[WORKING DATA]

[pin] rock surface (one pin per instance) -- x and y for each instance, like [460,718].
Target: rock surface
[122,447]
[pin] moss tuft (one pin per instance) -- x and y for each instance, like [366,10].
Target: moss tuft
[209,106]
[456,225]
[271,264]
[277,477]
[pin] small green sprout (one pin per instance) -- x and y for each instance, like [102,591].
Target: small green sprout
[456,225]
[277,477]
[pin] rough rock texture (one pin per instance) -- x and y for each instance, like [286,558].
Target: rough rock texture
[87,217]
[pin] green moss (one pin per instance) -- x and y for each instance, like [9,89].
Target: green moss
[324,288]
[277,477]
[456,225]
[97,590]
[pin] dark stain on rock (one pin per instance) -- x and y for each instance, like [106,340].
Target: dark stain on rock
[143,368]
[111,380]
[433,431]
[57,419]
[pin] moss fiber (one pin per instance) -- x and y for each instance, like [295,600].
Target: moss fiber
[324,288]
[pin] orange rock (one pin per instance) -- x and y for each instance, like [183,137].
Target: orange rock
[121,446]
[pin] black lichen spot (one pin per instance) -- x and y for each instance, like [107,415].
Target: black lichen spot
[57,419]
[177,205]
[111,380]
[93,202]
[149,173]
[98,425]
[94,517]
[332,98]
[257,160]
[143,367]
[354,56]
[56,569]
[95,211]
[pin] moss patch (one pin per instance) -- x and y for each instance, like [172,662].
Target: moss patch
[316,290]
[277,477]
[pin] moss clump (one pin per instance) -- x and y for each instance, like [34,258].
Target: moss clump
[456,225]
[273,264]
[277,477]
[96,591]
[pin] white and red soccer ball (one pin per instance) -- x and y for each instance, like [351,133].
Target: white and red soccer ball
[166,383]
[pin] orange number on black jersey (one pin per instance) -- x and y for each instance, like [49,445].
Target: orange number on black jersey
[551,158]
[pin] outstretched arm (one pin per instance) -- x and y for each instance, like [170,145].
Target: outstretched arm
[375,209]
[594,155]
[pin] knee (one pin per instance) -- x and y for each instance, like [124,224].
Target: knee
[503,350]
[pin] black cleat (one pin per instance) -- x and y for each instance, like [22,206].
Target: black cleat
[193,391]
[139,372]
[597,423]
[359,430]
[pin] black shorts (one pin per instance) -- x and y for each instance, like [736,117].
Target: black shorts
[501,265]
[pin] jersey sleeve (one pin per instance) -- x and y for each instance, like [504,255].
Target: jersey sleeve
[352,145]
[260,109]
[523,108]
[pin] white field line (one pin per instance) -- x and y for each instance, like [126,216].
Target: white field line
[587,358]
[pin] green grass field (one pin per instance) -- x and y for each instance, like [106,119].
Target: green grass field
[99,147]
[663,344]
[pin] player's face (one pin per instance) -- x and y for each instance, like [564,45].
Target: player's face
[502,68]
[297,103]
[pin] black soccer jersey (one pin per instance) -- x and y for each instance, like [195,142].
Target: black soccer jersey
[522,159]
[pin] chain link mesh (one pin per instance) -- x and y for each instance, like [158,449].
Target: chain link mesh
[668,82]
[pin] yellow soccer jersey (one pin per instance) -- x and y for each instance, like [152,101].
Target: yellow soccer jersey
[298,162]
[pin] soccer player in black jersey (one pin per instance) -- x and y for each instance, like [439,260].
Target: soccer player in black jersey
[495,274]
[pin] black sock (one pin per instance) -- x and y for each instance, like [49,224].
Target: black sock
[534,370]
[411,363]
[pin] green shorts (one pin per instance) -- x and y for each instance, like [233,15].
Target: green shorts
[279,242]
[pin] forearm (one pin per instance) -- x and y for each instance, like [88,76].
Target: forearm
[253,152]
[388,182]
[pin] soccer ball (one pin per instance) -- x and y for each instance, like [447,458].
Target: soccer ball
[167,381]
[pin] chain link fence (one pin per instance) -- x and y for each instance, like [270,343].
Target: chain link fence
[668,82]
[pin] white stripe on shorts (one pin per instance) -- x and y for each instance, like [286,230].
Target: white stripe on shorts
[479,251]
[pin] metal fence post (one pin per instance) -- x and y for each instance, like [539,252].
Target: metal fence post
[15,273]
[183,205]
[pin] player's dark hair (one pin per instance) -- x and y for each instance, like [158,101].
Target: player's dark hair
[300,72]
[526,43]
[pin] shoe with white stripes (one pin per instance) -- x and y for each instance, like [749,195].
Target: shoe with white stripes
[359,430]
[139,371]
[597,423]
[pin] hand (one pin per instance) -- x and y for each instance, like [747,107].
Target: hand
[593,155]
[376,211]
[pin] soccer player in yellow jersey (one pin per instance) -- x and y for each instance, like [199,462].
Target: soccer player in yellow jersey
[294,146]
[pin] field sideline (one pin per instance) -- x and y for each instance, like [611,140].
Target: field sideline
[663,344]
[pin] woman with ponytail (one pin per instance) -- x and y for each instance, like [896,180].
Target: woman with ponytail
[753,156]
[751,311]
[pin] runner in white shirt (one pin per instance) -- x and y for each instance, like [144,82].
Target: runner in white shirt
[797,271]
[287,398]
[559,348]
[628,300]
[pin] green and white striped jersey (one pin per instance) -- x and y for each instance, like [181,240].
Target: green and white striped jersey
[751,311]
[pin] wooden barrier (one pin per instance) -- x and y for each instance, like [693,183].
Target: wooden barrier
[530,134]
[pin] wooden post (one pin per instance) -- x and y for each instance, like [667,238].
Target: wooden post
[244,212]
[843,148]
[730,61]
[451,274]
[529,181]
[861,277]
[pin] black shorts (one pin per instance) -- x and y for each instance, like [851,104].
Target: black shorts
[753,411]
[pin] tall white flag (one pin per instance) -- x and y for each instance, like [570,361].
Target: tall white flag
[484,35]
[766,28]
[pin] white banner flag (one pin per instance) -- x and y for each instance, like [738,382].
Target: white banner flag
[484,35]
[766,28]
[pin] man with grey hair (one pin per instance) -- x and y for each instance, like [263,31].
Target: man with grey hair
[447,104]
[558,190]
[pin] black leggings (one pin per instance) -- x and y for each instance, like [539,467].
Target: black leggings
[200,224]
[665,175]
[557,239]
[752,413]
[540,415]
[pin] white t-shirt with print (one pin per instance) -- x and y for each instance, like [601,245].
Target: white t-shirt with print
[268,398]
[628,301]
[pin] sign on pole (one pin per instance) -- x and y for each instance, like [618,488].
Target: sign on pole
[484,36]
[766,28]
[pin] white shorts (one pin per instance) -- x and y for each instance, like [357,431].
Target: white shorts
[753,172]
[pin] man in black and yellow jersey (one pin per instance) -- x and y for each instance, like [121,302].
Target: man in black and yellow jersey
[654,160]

[/WORKING DATA]

Exactly as they appear above, return all of the records.

RESULT OF THE EXERCISE =>
[pin] rock surface (one pin per instance) -- x and y for each instance, like [460,718].
Target: rock surface
[122,447]
[pin] moss tuft (one pin per instance) -- x and y for each instance, like [366,10].
Target: moss tuft
[209,106]
[456,225]
[271,264]
[277,477]
[pin] small green sprout (one pin per instance) -- x and y for each instance, like [102,591].
Target: small green sprout
[456,225]
[277,477]
[pin] rough rock texture (one pin per instance) -- x and y for each instance, like [286,558].
Target: rough rock texture
[87,217]
[pin] green moss (one pin per instance) -- x and y for each instance, like [9,89].
Target: green moss
[324,288]
[277,477]
[456,225]
[97,590]
[pin] dark stain on rock (one pin per instance) -- x and y for each instance, like [106,340].
Target: dark stain on rock
[143,368]
[111,380]
[433,431]
[57,419]
[pin] moss fiber (one pin per instance) -- x and y for each instance, like [295,600].
Target: moss fiber
[324,288]
[pin] orange rock (one pin per instance) -- x and y for each instance, like [183,137].
Target: orange rock
[121,446]
[pin] black lichen spot (one pin per instance) -- x and y for each instance, like [107,415].
Target: black lichen spot
[57,419]
[177,205]
[111,380]
[93,202]
[149,173]
[98,425]
[94,517]
[332,98]
[257,160]
[143,367]
[354,56]
[56,569]
[95,211]
[pin] moss patch (one pin per instance) -- x and y for each instance, like [172,662].
Target: moss patch
[316,290]
[277,477]
[pin] moss clump (one pin per instance) -- x and y for each instance, like [34,258].
Target: moss clump
[456,225]
[273,264]
[277,477]
[96,591]
[pin] white and red soccer ball (one pin per instance) -- x and y for each instance, like [351,133].
Target: white and red soccer ball
[166,383]
[pin] orange number on black jersey (one pin per instance) -- x and y for each instance, like [49,445].
Target: orange number on black jersey
[551,158]
[pin] outstretched arm (one pin per instance) -- x and y for each instance, like [170,145].
Target: outstretched arm
[375,209]
[594,155]
[pin] knee (one pin per instance) -- x and y for each instance, like [124,224].
Target: knee
[503,350]
[pin] black cleat (one pin per instance) -- x and y for each instance, like [22,206].
Target: black cleat
[193,391]
[139,372]
[597,423]
[359,430]
[pin] black shorts (one pin per instance) -- x and y for each instance, like [736,117].
Target: black shorts
[501,265]
[pin] jersey sleeve (one pin per instance) -- x and y for each instance, like [504,255].
Target: jersey sleeve
[352,145]
[260,109]
[523,108]
[pin] white field line (one pin per instance) -- x and y for each instance, like [126,216].
Target: white field line
[587,358]
[pin] green grass field (one pin per instance) -- x and y for each instance, like [106,119].
Target: green grass field
[99,147]
[663,344]
[pin] player's face (one pin per instance) -- x and y for each instance, like [564,45].
Target: player's face
[502,68]
[297,103]
[pin] black soccer jersey (one pin per instance) -- x and y for each instance, like [195,142].
Target: black soccer jersey
[522,159]
[pin] chain link mesh (one pin per instance) -- x and y for each instance, like [158,449].
Target: chain link mesh
[668,82]
[pin] yellow soccer jersey (one pin per instance) -- x and y for each instance, like [152,101].
Target: yellow soccer jersey
[298,162]
[pin] soccer player in black jersey (one pin per instance) -- x and y for each instance, like [439,260].
Target: soccer player in black jersey
[495,274]
[pin] black sock (one pin per instance) -- x and y for each instance, like [49,224].
Target: black sock
[534,370]
[411,363]
[pin] green shorts (one pin per instance) -- x and y for each instance, like [233,15].
Target: green shorts
[279,242]
[pin] forearm (one pin per instance) -- x and y for each instance, like [88,76].
Target: forearm
[253,152]
[388,182]
[pin] soccer ball (one pin per instance) -- x and y for each instance, like [447,458].
Target: soccer ball
[167,381]
[pin] chain link fence (one pin per instance) -- x and y for each instance, like [270,343].
Target: chain link fence
[668,82]
[pin] white stripe on shorts (one pin per instance) -- x and y for each instance, like [286,230].
Target: white stripe on shorts
[479,251]
[pin] metal fence post (one pin per instance) -- x and y for each instance, like [539,252].
Target: metal fence post
[15,273]
[183,205]
[pin] player's dark hair (one pin per instance) -- x and y for each instance, like [158,101].
Target: player's dark hair
[300,72]
[526,43]
[pin] shoe with white stripes (one pin per instance) -- x and y for each instance, like [749,195].
Target: shoe with white stripes
[359,430]
[139,371]
[597,423]
[pin] hand (one pin per instance) -- x and y for each instance, like [747,107].
Target: hand
[593,155]
[376,211]
[pin] soccer player in yellow jersey (one pin per instance) -- x and y for each instance, like [199,462].
Target: soccer player in yellow jersey
[294,146]
[pin] field sideline (one pin per instance) -- x and y for each instance, like [611,140].
Target: field sideline
[663,344]
[pin] woman with ponytail (one pin per instance) -- x and y for each instance, like [896,180].
Target: woman with ponytail
[753,156]
[751,311]
[pin] runner in white shirt (one pin per instance) -- x and y for each instance, like [144,82].
Target: runner in white shirt
[797,271]
[287,398]
[559,348]
[628,300]
[pin] green and white striped jersey (one pin per instance) -- x and y for each instance, like [181,240].
Target: green and white striped jersey
[751,311]
[pin] wooden barrier (one pin per instance) -- x and y for each instance, like [693,183].
Target: wooden barrier
[530,134]
[pin] wooden post (one pin per instance) -- x and y for each instance, like [667,238].
Target: wooden post
[244,212]
[843,148]
[730,61]
[451,274]
[529,181]
[861,277]
[pin] black shorts (one pin per instance) -- x and y for each instance, like [851,104].
Target: black shorts
[753,411]
[pin] tall white flag (one pin per instance) -- x and y for each instance, like [570,361].
Target: tall white flag
[484,35]
[766,28]
[pin] white banner flag (one pin per instance) -- x and y for each instance, like [738,382].
Target: white banner flag
[484,35]
[766,28]
[pin] man with grey hair (one pin per instance) -- x and y for each instance, like [263,31].
Target: man with grey hair
[447,104]
[558,190]
[pin] black leggings (one pin per instance) -- x and y for each instance, like [539,467].
Target: black leggings
[200,224]
[665,175]
[557,239]
[752,413]
[540,415]
[pin] white t-shirt with print (one pin per instance) -- x and y for each instance, like [601,245].
Target: white t-shirt with print
[268,398]
[628,301]
[pin] sign on pole (one pin per instance) -- x and y for each instance, like [618,488].
Target: sign on pole
[484,36]
[766,28]
[pin] white shorts (one pin per instance) -- x and y for each instance, like [357,431].
Target: white shorts
[753,172]
[pin] man in black and yellow jersey (one pin per instance) -- x and y for each instance, like [121,302].
Target: man in black and yellow jersey
[654,160]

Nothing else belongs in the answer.